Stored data
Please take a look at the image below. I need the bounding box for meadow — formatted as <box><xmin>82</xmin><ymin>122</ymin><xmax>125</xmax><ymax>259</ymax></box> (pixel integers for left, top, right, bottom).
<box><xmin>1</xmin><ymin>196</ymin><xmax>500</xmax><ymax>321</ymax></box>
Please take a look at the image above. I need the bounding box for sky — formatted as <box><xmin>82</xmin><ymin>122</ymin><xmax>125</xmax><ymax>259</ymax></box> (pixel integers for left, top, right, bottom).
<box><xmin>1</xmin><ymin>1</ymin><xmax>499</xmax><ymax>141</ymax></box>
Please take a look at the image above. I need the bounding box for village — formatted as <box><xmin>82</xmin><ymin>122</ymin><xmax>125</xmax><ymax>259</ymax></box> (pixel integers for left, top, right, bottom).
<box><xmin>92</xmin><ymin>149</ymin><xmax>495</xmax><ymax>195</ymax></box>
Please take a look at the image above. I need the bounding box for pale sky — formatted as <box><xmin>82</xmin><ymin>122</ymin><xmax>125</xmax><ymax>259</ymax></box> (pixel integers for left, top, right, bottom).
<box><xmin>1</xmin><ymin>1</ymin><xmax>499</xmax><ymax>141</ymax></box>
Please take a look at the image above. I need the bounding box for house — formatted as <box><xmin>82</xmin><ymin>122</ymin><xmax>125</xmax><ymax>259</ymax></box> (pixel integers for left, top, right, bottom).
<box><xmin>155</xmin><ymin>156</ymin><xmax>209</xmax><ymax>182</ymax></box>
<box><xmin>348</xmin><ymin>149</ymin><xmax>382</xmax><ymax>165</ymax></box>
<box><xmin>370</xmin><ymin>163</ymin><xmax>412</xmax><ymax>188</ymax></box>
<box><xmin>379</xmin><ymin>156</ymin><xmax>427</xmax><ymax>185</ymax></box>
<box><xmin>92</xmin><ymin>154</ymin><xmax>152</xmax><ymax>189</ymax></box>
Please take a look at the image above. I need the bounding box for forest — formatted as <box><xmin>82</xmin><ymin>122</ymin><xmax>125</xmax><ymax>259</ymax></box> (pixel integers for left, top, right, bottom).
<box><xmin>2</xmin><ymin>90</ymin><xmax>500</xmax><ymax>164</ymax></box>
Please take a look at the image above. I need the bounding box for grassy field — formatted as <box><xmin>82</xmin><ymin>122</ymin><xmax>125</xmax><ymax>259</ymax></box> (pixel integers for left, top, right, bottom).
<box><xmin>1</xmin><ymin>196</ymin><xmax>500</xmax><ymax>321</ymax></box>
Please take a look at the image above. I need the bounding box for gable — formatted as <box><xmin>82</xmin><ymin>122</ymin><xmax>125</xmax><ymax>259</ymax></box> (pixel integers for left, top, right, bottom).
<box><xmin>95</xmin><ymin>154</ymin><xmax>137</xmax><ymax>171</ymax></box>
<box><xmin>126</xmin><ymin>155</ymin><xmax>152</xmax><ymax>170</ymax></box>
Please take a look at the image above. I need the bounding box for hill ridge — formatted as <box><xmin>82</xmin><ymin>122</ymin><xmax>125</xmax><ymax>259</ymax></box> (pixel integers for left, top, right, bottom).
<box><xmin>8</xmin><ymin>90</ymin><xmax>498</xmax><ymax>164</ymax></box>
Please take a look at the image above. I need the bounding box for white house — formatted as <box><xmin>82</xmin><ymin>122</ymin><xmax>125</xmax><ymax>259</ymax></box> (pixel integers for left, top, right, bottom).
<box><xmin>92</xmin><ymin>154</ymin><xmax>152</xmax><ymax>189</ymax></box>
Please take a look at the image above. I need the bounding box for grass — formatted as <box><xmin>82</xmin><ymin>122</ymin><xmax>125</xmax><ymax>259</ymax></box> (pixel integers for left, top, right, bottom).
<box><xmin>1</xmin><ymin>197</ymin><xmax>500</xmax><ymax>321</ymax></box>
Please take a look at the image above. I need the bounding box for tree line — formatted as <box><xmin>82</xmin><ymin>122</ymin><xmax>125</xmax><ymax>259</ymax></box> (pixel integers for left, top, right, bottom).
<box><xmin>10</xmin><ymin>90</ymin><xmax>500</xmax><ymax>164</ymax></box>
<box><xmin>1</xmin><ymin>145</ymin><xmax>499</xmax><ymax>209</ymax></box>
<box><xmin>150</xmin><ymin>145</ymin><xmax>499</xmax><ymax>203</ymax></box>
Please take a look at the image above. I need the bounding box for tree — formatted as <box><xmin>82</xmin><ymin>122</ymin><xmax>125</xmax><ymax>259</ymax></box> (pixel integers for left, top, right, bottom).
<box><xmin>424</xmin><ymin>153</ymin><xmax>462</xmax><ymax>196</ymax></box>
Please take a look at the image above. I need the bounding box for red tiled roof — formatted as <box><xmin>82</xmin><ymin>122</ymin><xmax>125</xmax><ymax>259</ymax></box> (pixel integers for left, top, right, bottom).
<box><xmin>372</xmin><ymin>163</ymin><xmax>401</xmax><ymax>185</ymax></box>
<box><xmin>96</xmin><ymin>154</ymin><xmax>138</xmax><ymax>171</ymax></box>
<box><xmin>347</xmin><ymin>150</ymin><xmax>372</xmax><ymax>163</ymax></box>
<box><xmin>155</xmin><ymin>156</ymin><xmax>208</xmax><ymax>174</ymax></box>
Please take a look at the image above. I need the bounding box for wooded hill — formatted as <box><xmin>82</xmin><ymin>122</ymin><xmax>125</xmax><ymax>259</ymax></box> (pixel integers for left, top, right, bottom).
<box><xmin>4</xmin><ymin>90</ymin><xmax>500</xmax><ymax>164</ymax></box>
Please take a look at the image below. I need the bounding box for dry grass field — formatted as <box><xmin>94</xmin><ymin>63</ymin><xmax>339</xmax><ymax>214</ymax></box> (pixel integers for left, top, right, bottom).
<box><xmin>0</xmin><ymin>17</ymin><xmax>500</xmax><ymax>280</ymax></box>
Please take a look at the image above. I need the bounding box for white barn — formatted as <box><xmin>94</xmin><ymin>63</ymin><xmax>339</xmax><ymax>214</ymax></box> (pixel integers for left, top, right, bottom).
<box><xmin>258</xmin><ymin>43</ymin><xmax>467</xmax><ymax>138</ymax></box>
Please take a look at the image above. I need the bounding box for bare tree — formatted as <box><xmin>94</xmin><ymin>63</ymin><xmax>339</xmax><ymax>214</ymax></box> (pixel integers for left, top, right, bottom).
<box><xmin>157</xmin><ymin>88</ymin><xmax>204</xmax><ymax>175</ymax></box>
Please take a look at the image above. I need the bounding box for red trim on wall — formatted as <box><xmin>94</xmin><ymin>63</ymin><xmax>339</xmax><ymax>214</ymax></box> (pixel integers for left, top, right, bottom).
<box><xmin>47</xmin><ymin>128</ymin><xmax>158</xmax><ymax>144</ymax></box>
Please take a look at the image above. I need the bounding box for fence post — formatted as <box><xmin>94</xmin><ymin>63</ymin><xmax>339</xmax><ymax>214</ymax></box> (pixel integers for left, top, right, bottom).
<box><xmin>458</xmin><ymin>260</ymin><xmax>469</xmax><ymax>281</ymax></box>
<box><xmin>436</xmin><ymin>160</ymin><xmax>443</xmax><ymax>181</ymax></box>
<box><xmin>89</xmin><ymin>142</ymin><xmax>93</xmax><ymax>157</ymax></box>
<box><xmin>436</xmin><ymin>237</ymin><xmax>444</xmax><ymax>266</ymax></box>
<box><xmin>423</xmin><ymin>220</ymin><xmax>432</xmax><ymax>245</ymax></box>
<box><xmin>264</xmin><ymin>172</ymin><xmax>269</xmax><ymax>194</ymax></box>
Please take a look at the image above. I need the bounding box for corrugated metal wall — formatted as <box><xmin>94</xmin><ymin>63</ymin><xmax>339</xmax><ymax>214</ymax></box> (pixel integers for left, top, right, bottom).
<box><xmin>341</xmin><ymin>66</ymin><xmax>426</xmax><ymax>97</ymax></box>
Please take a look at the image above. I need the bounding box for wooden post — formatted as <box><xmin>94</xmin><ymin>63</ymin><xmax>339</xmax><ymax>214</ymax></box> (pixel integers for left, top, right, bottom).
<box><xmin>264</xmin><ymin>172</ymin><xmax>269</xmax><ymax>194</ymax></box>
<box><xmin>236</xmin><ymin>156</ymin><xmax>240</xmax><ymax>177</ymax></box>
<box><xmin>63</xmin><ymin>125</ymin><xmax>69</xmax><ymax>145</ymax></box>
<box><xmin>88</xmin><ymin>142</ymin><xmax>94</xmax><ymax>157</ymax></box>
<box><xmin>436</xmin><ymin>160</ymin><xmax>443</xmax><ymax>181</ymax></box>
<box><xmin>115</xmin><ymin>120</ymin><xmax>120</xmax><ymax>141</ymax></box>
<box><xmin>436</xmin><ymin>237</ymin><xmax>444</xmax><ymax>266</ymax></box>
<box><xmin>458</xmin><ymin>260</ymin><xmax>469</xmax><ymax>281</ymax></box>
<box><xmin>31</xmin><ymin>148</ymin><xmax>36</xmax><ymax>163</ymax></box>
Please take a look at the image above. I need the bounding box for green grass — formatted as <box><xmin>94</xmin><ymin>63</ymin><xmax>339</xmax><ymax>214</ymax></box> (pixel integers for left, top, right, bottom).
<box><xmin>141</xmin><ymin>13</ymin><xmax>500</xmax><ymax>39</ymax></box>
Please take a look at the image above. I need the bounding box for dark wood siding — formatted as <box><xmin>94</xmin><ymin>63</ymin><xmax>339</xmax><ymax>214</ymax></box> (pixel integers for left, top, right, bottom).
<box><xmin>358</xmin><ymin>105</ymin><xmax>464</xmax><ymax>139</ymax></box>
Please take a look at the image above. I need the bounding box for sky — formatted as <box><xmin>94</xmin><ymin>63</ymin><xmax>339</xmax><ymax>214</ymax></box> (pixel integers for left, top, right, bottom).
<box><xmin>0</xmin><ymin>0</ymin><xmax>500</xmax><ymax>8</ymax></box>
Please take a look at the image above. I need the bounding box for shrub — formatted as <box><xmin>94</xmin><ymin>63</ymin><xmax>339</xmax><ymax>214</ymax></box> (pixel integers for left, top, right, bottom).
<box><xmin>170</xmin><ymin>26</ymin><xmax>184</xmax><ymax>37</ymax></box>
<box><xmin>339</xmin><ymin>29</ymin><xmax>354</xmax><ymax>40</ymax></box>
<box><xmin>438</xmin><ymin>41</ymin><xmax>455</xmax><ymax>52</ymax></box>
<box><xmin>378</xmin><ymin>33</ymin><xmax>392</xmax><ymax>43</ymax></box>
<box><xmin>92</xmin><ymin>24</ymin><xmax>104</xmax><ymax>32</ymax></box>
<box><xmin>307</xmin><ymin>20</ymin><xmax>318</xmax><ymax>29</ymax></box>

---

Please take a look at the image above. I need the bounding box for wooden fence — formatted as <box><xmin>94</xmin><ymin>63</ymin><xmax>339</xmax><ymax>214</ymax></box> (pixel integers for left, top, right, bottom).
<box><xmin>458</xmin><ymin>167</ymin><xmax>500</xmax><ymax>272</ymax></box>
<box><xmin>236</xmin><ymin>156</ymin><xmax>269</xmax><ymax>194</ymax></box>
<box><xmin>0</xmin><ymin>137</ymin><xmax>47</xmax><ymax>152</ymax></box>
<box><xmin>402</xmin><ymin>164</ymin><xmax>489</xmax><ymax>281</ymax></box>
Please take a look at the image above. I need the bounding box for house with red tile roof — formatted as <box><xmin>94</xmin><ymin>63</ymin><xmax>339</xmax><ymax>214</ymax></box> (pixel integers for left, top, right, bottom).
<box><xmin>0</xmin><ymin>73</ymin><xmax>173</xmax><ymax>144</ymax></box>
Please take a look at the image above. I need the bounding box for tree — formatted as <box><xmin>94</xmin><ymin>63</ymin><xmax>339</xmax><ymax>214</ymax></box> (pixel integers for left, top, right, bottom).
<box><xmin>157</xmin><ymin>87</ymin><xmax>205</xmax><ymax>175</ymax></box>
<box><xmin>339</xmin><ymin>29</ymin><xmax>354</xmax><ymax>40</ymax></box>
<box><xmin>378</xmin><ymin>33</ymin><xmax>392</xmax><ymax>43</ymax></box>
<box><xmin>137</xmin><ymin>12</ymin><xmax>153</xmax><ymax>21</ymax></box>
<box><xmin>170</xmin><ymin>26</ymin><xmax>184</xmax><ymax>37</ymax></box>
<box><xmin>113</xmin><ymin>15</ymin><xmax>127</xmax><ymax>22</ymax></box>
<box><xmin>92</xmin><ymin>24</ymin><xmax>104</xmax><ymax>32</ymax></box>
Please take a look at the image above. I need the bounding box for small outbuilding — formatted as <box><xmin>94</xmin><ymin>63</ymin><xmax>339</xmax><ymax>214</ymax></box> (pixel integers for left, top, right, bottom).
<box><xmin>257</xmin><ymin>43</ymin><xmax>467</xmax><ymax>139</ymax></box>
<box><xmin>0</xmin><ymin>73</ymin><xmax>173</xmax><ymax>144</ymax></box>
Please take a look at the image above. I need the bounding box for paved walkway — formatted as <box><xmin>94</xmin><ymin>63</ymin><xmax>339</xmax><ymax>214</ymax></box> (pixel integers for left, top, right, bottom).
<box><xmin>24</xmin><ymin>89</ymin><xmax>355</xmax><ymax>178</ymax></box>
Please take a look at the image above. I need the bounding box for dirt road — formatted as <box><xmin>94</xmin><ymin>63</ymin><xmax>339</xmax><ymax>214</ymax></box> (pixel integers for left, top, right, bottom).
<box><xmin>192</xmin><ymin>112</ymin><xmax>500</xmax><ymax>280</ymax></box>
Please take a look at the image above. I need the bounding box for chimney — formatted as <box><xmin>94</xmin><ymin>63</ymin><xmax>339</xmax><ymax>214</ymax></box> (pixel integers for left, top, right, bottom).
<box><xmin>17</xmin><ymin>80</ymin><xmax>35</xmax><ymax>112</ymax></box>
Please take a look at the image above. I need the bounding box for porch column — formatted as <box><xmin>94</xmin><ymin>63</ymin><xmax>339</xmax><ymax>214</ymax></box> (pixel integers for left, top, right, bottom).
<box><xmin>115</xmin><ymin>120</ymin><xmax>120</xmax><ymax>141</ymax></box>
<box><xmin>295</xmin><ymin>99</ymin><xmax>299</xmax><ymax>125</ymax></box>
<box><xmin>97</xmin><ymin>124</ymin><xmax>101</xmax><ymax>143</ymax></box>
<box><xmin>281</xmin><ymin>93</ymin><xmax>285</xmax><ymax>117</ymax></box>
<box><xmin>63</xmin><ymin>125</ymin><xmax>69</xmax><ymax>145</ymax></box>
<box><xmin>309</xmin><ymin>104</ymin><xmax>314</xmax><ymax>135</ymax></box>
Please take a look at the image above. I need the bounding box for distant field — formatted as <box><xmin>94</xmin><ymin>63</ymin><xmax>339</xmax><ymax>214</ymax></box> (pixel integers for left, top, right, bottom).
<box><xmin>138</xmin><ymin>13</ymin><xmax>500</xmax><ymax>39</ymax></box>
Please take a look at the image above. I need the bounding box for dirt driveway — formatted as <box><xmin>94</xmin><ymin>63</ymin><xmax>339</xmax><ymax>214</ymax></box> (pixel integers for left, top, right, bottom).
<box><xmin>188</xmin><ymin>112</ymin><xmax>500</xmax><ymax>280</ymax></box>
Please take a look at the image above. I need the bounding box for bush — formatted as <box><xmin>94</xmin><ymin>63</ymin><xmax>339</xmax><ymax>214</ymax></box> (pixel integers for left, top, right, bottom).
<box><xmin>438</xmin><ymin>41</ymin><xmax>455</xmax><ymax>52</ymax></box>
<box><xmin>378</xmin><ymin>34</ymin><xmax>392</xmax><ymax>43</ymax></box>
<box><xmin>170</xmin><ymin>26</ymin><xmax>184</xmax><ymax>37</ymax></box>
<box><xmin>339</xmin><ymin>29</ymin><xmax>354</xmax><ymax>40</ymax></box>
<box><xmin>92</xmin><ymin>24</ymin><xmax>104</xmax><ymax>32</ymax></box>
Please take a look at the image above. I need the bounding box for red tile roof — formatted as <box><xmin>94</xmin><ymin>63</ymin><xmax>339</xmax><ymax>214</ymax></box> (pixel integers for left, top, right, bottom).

§ Short task: Extract every line of the entries above that contains the word "wooden", treating uppercase and lowercase as distinct.

§ Correct output:
Please take a look at the image above. I need the bounding box for wooden post — formatted as <box><xmin>94</xmin><ymin>63</ymin><xmax>339</xmax><ymax>214</ymax></box> (pixel integers for left, top, right, bottom).
Please take a look at the image above. I need the bounding box for wooden fence — formatted as <box><xmin>94</xmin><ymin>63</ymin><xmax>339</xmax><ymax>214</ymax></box> (pixel integers for left, top, right, bottom).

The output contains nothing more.